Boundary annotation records
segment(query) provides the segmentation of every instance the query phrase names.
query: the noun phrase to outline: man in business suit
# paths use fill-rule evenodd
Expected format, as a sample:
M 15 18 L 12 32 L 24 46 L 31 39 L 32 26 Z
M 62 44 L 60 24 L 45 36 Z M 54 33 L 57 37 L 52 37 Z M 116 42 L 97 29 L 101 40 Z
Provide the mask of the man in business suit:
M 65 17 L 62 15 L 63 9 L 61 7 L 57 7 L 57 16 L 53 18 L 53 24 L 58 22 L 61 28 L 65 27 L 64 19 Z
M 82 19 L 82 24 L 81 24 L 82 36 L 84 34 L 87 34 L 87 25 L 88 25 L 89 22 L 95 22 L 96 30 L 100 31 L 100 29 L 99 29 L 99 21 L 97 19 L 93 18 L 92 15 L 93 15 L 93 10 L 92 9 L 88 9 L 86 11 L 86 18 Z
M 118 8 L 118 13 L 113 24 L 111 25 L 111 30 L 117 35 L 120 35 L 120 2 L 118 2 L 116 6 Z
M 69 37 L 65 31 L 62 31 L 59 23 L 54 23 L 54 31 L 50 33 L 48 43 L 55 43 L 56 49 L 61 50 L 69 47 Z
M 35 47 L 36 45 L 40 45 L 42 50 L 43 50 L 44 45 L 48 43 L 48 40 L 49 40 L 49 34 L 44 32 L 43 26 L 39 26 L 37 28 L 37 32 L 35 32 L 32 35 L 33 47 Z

--

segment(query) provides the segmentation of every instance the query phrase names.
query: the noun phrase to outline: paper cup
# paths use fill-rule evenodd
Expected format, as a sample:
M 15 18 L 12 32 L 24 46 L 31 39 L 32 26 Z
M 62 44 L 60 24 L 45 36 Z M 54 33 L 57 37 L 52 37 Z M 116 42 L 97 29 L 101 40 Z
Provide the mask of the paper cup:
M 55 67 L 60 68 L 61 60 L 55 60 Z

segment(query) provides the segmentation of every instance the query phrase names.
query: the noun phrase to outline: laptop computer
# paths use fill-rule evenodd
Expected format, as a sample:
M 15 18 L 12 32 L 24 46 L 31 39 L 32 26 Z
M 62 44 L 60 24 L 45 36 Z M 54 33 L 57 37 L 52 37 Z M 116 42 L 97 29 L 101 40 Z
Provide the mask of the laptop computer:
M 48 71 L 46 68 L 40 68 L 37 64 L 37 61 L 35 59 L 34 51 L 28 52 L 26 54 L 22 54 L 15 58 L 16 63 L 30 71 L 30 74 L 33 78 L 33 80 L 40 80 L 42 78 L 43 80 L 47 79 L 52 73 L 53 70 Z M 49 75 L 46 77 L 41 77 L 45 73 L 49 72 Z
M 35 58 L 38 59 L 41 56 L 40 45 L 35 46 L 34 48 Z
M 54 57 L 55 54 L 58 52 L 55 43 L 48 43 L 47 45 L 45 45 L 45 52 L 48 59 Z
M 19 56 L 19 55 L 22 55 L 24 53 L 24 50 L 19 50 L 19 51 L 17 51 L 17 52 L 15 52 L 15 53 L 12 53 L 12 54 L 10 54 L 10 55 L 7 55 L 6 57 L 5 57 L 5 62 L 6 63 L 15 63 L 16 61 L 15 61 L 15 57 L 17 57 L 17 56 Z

--

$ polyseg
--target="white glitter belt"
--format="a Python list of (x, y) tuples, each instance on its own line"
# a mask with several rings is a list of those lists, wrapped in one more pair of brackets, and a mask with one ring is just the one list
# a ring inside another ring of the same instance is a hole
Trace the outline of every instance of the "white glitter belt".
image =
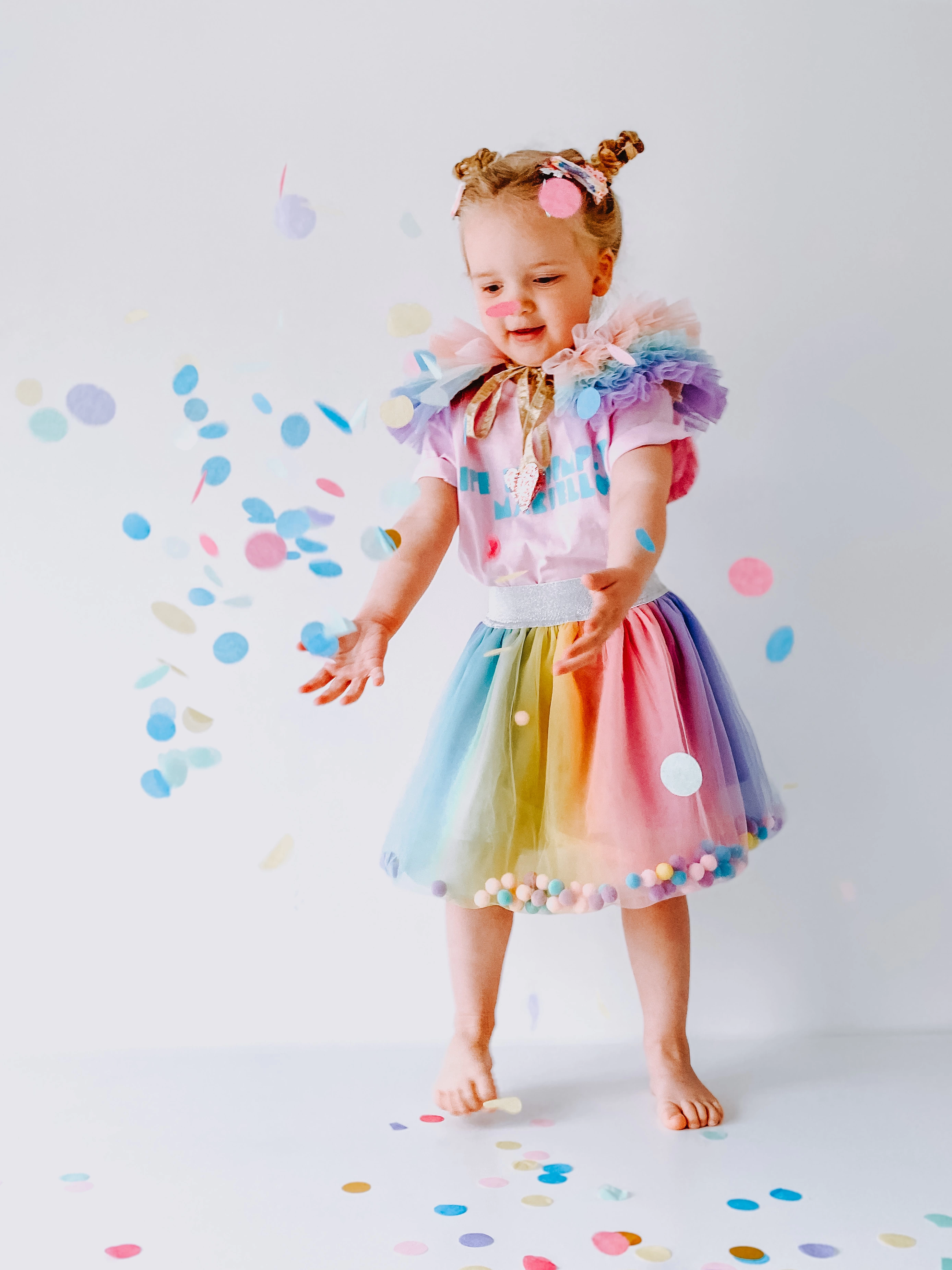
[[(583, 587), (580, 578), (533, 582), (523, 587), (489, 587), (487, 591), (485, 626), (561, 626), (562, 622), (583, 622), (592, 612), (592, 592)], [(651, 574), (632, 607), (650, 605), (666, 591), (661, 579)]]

Problem details => Show each line in the entries above that contains the word "outline".

Worked answer =>
query: the noun phrase to outline: man in business suit
query: the noun phrase to outline: paper cup
query: the noun phrase to outline: laptop computer
Trace the outline of every instance of the "white glitter belt".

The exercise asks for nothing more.